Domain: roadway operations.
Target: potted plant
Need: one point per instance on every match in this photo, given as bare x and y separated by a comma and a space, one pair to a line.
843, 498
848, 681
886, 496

---------------

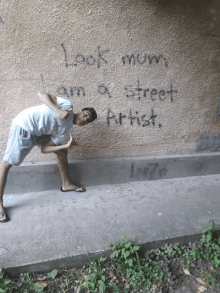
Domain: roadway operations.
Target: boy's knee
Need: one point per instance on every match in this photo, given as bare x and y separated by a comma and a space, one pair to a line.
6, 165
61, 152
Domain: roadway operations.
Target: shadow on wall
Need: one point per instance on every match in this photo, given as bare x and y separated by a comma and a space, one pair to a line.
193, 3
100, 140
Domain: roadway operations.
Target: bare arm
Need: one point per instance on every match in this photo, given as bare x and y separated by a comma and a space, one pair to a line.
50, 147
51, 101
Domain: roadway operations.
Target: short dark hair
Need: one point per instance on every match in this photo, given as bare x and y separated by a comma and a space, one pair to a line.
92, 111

---------------

# TASK REQUIREMENTS:
Select and copy every line in the items above that contains the string "Target". Treat the match as case-sensitive.

# EXERCISE RESPONSE:
Target: potted plant
Target: boy's knee
Target: shadow on wall
Target: bare arm
Target: short dark hair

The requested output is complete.